→ Task to carry out
Reproduce the material without any changes, from its first line up to and including the line that contains "714;120;777;210".

→ Material for this exercise
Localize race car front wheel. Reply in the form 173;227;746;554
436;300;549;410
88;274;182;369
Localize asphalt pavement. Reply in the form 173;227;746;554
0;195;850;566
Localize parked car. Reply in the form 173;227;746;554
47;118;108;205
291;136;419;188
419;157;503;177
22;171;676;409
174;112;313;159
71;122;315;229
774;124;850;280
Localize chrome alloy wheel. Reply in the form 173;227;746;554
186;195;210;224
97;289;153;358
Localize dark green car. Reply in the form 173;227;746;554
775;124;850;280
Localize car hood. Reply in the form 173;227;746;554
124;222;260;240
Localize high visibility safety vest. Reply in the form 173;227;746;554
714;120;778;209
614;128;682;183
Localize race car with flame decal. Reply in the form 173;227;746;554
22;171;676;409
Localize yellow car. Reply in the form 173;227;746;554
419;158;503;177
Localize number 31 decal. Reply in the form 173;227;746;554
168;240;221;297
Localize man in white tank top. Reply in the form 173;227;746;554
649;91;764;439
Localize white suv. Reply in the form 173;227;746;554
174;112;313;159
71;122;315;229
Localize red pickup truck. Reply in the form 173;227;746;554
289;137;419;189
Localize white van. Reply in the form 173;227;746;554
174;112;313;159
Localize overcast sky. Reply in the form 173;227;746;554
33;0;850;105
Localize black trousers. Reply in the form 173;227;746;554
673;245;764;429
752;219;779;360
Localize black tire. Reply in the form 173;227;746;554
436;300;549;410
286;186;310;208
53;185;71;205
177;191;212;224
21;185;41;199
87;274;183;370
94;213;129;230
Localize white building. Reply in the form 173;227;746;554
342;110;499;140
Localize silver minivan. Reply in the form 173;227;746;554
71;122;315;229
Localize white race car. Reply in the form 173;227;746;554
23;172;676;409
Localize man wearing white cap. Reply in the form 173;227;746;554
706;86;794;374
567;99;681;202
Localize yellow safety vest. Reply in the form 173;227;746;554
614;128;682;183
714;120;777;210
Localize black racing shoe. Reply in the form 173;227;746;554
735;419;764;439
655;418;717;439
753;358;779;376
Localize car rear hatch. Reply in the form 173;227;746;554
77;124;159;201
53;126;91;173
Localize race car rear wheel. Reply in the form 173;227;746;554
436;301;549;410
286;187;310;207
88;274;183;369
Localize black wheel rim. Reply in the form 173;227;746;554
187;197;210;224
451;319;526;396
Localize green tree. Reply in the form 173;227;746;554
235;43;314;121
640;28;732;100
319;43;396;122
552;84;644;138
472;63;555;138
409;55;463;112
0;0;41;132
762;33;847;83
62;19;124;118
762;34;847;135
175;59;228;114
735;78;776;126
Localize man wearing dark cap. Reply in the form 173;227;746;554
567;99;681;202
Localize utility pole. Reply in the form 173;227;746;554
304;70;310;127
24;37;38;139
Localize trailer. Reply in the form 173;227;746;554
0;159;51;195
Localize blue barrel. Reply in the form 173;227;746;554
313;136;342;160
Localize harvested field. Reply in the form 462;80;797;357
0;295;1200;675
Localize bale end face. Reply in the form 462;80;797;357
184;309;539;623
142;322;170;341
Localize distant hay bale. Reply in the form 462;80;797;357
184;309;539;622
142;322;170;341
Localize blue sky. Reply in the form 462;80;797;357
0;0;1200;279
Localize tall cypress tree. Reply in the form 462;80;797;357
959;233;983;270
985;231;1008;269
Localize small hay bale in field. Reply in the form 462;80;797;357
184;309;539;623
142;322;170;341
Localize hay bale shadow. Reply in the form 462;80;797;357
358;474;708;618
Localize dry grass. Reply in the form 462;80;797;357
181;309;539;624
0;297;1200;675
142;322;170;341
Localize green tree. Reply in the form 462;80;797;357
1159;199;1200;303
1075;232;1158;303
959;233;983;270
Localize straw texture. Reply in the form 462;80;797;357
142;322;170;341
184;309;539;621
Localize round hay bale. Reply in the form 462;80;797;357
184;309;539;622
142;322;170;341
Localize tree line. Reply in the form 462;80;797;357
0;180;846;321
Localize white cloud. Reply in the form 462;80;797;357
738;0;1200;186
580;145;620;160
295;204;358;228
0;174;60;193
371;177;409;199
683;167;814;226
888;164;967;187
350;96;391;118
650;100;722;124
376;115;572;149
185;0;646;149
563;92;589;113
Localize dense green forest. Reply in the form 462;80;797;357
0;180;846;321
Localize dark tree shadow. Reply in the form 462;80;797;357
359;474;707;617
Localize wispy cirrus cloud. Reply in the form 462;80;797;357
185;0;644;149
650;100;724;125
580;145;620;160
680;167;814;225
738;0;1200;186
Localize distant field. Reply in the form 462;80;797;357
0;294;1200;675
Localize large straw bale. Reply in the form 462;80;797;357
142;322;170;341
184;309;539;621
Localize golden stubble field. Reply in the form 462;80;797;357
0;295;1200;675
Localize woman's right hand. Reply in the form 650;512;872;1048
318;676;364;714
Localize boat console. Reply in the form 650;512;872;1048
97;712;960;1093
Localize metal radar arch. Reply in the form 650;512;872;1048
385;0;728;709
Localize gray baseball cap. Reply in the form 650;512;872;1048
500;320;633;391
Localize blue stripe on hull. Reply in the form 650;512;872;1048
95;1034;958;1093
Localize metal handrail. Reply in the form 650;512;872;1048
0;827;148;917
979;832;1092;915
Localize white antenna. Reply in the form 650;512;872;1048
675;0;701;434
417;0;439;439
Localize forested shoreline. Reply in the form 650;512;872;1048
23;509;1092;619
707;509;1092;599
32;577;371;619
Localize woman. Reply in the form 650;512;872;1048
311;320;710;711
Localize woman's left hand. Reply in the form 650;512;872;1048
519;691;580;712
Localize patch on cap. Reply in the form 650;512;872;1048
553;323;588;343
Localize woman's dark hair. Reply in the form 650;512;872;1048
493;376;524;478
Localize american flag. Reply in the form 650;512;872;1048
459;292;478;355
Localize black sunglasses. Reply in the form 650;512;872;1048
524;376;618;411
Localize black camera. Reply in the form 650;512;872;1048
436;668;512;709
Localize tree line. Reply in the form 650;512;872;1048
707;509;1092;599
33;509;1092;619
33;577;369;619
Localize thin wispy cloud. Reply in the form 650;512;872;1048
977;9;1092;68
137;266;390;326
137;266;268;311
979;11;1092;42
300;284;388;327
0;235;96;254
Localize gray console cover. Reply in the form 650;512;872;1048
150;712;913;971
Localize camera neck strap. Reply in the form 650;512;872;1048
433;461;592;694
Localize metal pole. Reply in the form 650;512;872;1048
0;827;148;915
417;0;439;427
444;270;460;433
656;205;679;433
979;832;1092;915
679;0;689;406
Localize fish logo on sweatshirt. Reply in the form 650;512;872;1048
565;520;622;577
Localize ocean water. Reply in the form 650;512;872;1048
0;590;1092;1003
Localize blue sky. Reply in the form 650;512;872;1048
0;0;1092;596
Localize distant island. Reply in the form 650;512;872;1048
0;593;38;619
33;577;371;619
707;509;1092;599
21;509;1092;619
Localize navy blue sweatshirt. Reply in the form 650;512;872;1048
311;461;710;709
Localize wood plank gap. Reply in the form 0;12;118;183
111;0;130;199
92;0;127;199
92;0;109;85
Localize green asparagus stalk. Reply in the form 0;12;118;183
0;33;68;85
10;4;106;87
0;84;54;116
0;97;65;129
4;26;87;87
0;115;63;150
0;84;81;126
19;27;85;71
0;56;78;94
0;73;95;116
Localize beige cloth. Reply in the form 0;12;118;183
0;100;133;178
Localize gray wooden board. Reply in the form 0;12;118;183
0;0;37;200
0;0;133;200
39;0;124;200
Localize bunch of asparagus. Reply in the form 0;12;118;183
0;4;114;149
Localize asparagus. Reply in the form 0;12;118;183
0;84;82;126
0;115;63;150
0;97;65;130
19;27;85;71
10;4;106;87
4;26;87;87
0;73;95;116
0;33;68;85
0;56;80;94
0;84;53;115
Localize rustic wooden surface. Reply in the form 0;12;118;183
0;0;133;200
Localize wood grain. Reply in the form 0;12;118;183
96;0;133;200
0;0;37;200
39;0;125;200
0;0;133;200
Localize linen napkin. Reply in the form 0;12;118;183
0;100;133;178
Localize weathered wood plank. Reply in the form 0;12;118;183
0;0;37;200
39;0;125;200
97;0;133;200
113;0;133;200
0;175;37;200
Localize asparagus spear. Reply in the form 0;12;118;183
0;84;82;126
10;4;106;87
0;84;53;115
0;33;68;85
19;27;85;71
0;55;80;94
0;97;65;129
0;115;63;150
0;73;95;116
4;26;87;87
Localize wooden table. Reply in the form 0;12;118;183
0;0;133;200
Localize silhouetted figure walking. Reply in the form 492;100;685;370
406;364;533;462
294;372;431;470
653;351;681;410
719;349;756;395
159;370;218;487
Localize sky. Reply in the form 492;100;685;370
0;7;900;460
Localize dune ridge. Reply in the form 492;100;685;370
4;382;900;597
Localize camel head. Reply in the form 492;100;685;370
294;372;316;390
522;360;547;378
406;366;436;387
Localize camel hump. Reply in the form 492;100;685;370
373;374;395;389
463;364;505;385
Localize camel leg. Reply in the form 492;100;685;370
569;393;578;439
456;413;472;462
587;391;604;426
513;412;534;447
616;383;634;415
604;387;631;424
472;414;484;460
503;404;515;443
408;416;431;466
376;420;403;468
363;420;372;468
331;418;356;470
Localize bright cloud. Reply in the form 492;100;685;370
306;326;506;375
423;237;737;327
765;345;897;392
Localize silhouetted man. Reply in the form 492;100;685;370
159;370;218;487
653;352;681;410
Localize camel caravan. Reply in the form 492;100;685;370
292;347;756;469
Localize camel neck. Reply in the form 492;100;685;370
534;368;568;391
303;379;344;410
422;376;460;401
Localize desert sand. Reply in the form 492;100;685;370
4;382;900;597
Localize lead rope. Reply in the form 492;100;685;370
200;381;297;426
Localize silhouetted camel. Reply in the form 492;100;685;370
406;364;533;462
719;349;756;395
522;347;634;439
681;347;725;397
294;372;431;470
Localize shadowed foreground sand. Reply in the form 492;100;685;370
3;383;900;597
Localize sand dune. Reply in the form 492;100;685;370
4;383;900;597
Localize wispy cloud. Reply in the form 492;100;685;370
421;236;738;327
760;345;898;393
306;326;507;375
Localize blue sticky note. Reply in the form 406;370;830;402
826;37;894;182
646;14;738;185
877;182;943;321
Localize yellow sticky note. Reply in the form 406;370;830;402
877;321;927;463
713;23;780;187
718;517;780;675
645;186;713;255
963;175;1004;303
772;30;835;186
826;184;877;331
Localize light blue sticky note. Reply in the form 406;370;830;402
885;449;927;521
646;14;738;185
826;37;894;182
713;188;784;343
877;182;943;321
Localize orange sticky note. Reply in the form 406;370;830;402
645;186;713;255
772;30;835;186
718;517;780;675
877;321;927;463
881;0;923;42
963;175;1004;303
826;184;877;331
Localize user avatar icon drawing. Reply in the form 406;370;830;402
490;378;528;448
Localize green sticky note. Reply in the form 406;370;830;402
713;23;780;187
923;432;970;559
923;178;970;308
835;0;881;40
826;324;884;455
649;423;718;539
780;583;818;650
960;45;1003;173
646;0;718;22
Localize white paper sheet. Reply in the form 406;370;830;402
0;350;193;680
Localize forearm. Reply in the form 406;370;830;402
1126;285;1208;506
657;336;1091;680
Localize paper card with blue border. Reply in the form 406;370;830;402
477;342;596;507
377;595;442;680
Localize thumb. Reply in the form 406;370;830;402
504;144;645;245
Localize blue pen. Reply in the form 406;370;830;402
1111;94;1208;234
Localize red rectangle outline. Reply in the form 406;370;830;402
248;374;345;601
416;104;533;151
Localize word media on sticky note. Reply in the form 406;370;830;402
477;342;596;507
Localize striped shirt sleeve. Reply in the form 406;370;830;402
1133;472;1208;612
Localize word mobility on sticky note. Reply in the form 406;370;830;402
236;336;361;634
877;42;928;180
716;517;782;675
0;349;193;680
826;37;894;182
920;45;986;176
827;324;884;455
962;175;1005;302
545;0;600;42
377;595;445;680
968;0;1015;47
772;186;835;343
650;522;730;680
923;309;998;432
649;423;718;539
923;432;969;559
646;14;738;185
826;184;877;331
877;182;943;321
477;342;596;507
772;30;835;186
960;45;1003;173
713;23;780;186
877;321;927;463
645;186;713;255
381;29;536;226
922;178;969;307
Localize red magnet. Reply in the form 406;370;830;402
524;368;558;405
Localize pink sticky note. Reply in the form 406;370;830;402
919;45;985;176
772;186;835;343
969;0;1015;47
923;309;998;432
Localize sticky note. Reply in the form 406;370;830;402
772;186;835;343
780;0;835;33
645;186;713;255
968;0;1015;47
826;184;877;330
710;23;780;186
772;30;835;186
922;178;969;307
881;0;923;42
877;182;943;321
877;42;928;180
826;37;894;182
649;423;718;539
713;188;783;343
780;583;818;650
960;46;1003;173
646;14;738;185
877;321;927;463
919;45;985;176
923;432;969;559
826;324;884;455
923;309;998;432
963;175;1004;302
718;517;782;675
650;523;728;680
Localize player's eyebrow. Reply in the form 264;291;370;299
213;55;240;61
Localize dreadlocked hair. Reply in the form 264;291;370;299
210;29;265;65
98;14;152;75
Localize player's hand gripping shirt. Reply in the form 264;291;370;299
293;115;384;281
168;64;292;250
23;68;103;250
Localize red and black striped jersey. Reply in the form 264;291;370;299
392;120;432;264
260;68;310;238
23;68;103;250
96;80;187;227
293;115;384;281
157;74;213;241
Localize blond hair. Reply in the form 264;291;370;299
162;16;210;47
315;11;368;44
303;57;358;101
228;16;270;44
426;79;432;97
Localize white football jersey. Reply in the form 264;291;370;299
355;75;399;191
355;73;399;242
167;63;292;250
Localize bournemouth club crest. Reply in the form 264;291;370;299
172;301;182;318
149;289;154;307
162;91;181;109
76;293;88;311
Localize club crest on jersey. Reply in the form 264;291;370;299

→ Solution below
Localize race car front wheel. Reply in the form 173;227;746;554
436;300;549;410
88;274;182;369
Localize asphalt pavement. Reply in the form 173;227;746;554
0;195;850;566
Localize parked car. Reply in the form 173;227;746;554
47;118;108;205
291;136;419;188
419;157;503;177
22;171;676;409
174;112;313;159
71;122;315;229
774;124;850;280
Localize chrome alloy wheel. Reply in the form 173;227;746;554
186;195;210;224
97;289;153;358
Localize dark green car. Reply in the form 173;227;746;554
775;124;850;280
Localize car hood. Reply in the form 173;227;746;554
124;222;260;240
Localize high visibility safety vest. Reply in the form 173;227;746;554
714;120;778;209
614;128;682;183
Localize race car with flame decal. Reply in the form 173;227;746;554
22;171;676;409
Localize yellow car. Reply in the form 173;227;746;554
419;158;503;177
Localize number 31 decal. Reply in the form 173;227;746;554
168;240;221;297
Localize man in white tank top. Reply in the form 173;227;746;554
649;91;764;439
Localize white suv. Reply in the form 173;227;746;554
174;112;313;159
71;122;315;229
Localize red pickup truck. Reply in the form 173;227;746;554
289;137;419;189
Localize white van. Reply in the form 173;227;746;554
174;112;313;159
Localize overcast sky. Reply in the form 173;227;746;554
33;0;850;105
Localize black trousers. Reply in the form 173;227;746;554
673;245;764;429
752;219;779;360
Localize black tire. Reply in the form 173;227;746;554
436;300;549;410
286;186;310;208
53;185;71;205
177;191;212;224
21;185;41;199
87;274;183;370
94;213;129;230
Localize white building. Reply in the form 173;227;746;554
342;110;499;140
Localize silver minivan. Reply in the form 173;227;746;554
71;122;315;229
Localize white race car. Reply in the form 173;227;746;554
23;172;676;409
Localize man wearing white cap. Reply in the form 173;227;746;554
706;86;794;374
567;99;681;202
Localize yellow safety vest. Reply in the form 173;227;746;554
614;128;682;183
714;120;777;210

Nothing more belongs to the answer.